++++ Extracted information ++++
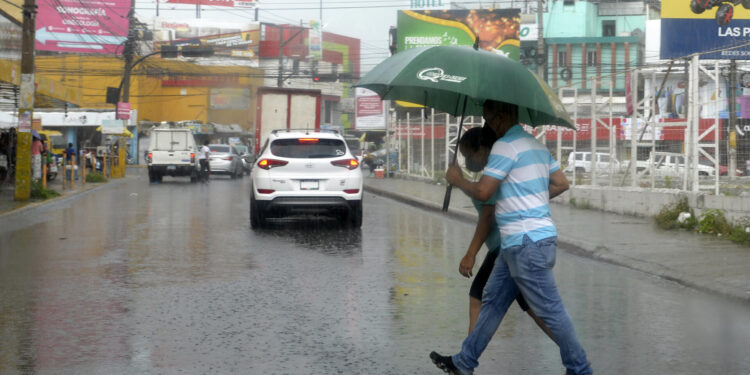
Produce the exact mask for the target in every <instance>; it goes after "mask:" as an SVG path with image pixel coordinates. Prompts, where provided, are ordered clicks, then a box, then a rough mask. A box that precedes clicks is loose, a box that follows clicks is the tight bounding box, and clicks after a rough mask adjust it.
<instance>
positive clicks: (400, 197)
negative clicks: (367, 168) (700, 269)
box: [364, 185, 750, 302]
mask: <svg viewBox="0 0 750 375" xmlns="http://www.w3.org/2000/svg"><path fill="white" fill-rule="evenodd" d="M364 190H365V191H367V192H370V193H373V194H376V195H380V196H383V197H386V198H390V199H393V200H395V201H398V202H401V203H405V204H408V205H411V206H415V207H417V208H421V209H423V210H425V211H430V212H436V213H443V212H442V206H441V205H438V204H437V203H434V202H430V201H426V200H423V199H420V198H415V197H412V196H408V195H404V194H400V193H395V192H392V191H388V190H384V189H379V188H375V187H372V186H367V185H365V186H364ZM448 214H450V215H451V216H454V217H455V218H457V219H459V220H461V221H463V222H467V223H470V224H473V223H475V222H476V219H477V218H476V215H475V214H474V215H472V214H469V213H468V212H464V211H461V210H456V209H452V208H451V209H449V210H448ZM558 242H559V244H560V245H562V246H563V247H564V248H565V249H564V250H563V251H565V252H567V253H570V254H574V255H578V256H582V257H586V258H590V259H594V260H596V261H600V262H604V263H609V264H612V265H615V266H620V267H625V268H628V269H631V270H634V271H639V272H643V273H645V274H648V275H652V276H656V277H659V278H662V279H664V280H668V281H671V282H674V283H677V284H679V285H682V286H685V287H689V288H692V289H695V290H699V291H701V292H705V293H709V294H719V295H722V296H725V297H729V298H732V299H736V300H739V301H742V302H750V293H748V292H746V291H743V290H738V288H735V287H726V286H723V285H722V284H719V283H712V282H704V281H697V280H691V279H690V276H689V275H685V274H682V273H679V272H677V271H674V270H672V269H670V268H667V267H665V266H663V265H661V264H658V263H653V262H648V261H645V260H641V259H635V258H630V257H626V256H623V255H619V254H614V253H612V252H610V251H609V249H607V247H606V246H598V245H596V244H593V243H587V242H584V241H580V240H576V239H575V238H571V237H568V236H565V235H560V234H558Z"/></svg>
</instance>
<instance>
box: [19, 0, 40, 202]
mask: <svg viewBox="0 0 750 375" xmlns="http://www.w3.org/2000/svg"><path fill="white" fill-rule="evenodd" d="M35 26H36V2H35V0H24V2H23V40H22V45H21V107H20V108H19V109H18V133H17V137H18V138H17V144H16V171H15V174H16V175H15V176H16V177H15V191H14V194H13V198H14V199H15V200H22V201H25V200H28V199H29V198H31V123H32V121H33V118H34V94H35V91H36V90H35V88H34V39H35V38H36V35H35V30H36V27H35Z"/></svg>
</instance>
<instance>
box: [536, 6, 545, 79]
mask: <svg viewBox="0 0 750 375" xmlns="http://www.w3.org/2000/svg"><path fill="white" fill-rule="evenodd" d="M536 29H537V38H536V56H537V60H536V74H537V75H538V76H539V78H541V79H542V80H546V78H547V77H545V76H546V74H545V71H546V69H547V63H546V61H547V59H546V56H545V55H546V54H545V52H546V51H545V48H544V0H536ZM542 57H544V58H542Z"/></svg>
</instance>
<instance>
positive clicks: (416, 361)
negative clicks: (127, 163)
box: [0, 176, 750, 374]
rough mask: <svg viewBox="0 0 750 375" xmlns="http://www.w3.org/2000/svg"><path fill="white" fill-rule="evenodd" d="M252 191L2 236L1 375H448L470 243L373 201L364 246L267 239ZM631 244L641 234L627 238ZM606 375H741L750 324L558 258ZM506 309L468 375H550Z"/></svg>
mask: <svg viewBox="0 0 750 375" xmlns="http://www.w3.org/2000/svg"><path fill="white" fill-rule="evenodd" d="M248 189H249V181H248V178H244V179H242V180H238V181H233V180H230V179H227V178H222V177H218V178H216V179H214V180H212V181H211V183H210V184H207V185H202V184H199V185H191V184H189V183H187V182H186V181H185V180H181V179H170V178H166V179H165V182H164V183H162V184H158V185H149V184H148V182H147V179H146V177H145V176H140V177H138V178H132V177H131V178H128V179H127V180H126V181H124V182H122V183H119V184H117V185H115V186H108V187H104V188H102V189H99V190H96V191H93V192H90V193H87V194H85V195H83V196H79V197H77V198H74V199H67V200H64V201H60V202H55V203H52V204H48V205H46V206H44V207H43V208H38V209H35V210H30V211H26V212H22V213H17V214H12V215H8V216H5V217H1V218H0V374H15V373H37V374H141V373H145V374H162V373H163V374H440V373H441V372H440V371H439V370H437V369H435V368H434V366H433V365H432V364H431V363H430V361H429V359H428V358H427V354H428V353H429V352H430V351H431V350H438V351H439V352H443V353H446V354H447V353H452V352H454V351H456V350H458V349H459V348H460V344H461V340H462V338H463V337H464V335H465V331H466V327H467V316H468V303H467V302H468V295H467V293H468V287H469V283H470V281H469V280H466V279H464V278H462V277H461V276H460V275H459V274H458V272H457V268H458V262H459V260H460V258H461V256H462V254H463V252H464V250H465V248H466V246H467V244H468V241H469V239H470V236H471V234H472V230H473V227H472V226H471V225H468V224H466V223H463V222H460V221H455V220H452V219H449V218H446V217H443V216H441V215H436V214H433V213H428V212H425V211H421V210H418V209H415V208H413V207H409V206H405V205H402V204H399V203H395V202H393V201H390V200H387V199H384V198H380V197H377V196H374V195H372V194H366V195H365V219H364V225H363V227H362V229H361V230H351V229H345V228H342V227H340V226H338V224H337V223H336V221H334V220H331V219H326V218H305V219H304V220H299V219H291V220H283V221H279V222H277V223H275V224H274V225H273V226H272V227H271V228H269V229H266V230H263V231H252V230H250V229H249V222H248ZM634 235H637V234H634ZM555 270H556V276H557V280H558V286H559V289H560V290H561V294H562V295H563V299H564V301H565V303H566V305H567V307H568V309H569V311H570V314H571V315H572V317H573V319H574V323H575V325H576V329H577V331H578V334H579V337H580V339H581V341H582V343H583V345H584V347H585V348H586V350H587V351H588V354H589V359H590V360H591V362H592V363H593V366H594V369H595V371H596V373H599V374H750V358H748V356H747V353H748V348H750V306H747V305H742V304H739V303H735V302H733V301H728V300H725V299H721V298H713V297H711V296H708V295H706V294H703V293H699V292H695V291H693V290H690V289H687V288H684V287H681V286H679V285H675V284H672V283H670V282H666V281H663V280H660V279H656V278H653V277H649V276H647V275H645V274H642V273H638V272H634V271H631V270H627V269H622V268H618V267H616V266H611V265H607V264H601V263H597V262H595V261H592V260H589V259H584V258H579V257H576V256H572V255H569V254H566V253H565V252H564V251H559V253H558V257H557V265H556V267H555ZM562 371H563V370H562V366H561V365H560V358H559V354H558V352H557V349H556V346H555V345H554V344H553V343H552V342H551V341H550V340H549V339H548V338H547V337H546V336H544V335H543V334H542V333H541V331H539V330H538V328H536V326H535V325H534V324H533V322H532V321H531V320H530V319H529V318H528V317H526V316H525V315H523V314H522V313H521V311H520V309H518V308H517V307H516V306H515V305H514V306H512V307H511V309H510V311H509V314H508V315H507V316H506V319H505V321H504V322H503V324H502V325H501V328H500V330H499V331H498V334H497V335H496V336H495V339H494V340H493V342H492V343H490V346H489V347H488V349H487V351H486V352H485V355H484V357H483V358H482V359H481V361H480V368H479V369H478V370H477V372H476V373H477V374H498V373H499V374H560V373H562Z"/></svg>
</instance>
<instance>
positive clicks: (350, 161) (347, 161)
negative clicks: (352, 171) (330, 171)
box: [331, 159, 359, 169]
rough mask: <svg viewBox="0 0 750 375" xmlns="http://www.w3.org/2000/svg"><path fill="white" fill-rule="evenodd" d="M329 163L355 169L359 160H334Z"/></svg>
mask: <svg viewBox="0 0 750 375" xmlns="http://www.w3.org/2000/svg"><path fill="white" fill-rule="evenodd" d="M331 164H333V165H335V166H337V167H344V168H346V169H357V167H359V162H358V161H357V159H341V160H334V161H332V162H331Z"/></svg>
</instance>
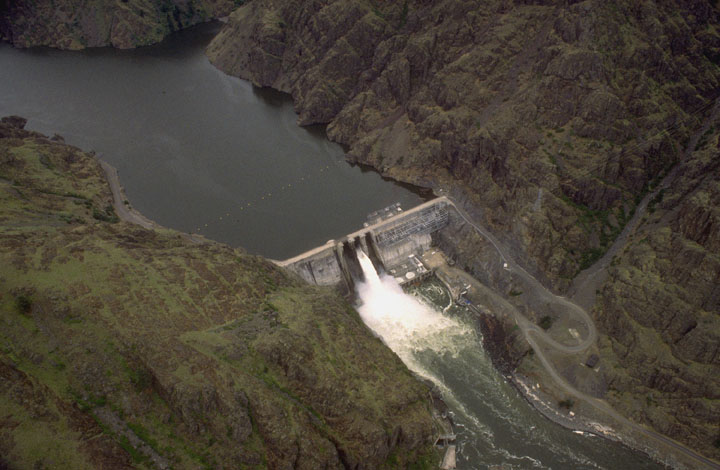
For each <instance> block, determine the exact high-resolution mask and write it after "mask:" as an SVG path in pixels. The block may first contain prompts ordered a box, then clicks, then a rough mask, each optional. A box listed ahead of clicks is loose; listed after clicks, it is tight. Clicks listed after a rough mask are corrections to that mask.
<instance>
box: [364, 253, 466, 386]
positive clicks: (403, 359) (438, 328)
mask: <svg viewBox="0 0 720 470" xmlns="http://www.w3.org/2000/svg"><path fill="white" fill-rule="evenodd" d="M357 254H358V260H359V261H360V266H361V267H362V270H363V274H364V275H365V282H362V283H359V285H358V286H357V291H358V296H359V297H360V300H361V302H362V304H361V305H360V307H359V308H358V311H359V312H360V316H361V317H362V319H363V321H364V322H365V324H366V325H367V326H368V327H370V329H371V330H373V331H374V332H375V334H377V335H378V336H380V337H381V338H382V339H383V341H385V343H386V344H387V345H388V346H389V347H390V349H392V350H393V351H395V353H396V354H397V355H398V356H400V358H401V359H402V360H403V361H404V362H405V363H406V364H407V365H408V367H410V369H411V370H413V371H414V372H415V373H418V374H420V375H422V376H424V377H426V378H428V379H431V380H433V379H434V377H432V376H431V374H429V372H428V371H427V370H426V369H425V368H424V367H422V365H421V364H420V363H418V362H417V360H416V358H415V355H414V353H416V352H419V351H421V350H425V349H430V350H432V351H434V352H436V353H439V354H451V355H456V354H457V353H458V351H459V350H460V349H462V348H463V347H464V346H465V345H467V344H468V343H469V341H476V340H477V338H476V337H475V335H474V333H473V331H472V329H470V328H468V327H467V326H465V325H462V324H460V323H459V322H457V321H456V320H453V319H451V318H449V317H446V316H444V315H443V314H442V313H440V312H438V311H437V310H435V309H434V308H432V307H431V306H429V305H426V304H423V303H422V302H420V301H419V300H418V299H417V298H415V297H412V296H410V295H408V294H406V293H405V292H403V290H402V287H400V285H399V284H398V283H397V281H395V279H394V278H392V277H390V276H387V275H384V274H383V275H378V273H377V271H376V270H375V266H373V264H372V261H370V258H368V256H367V255H366V254H365V253H364V252H363V251H362V250H358V252H357ZM433 382H436V381H435V380H433ZM436 383H437V382H436ZM438 385H440V384H439V383H438Z"/></svg>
++++
> **Try it**
Look through the entries above and find each line where the word "negative" occurs; copy those lines.

> **Answer box**
negative clicks: (367, 168) (700, 269)
negative clicks: (127, 163)
negative clicks: (352, 171) (330, 171)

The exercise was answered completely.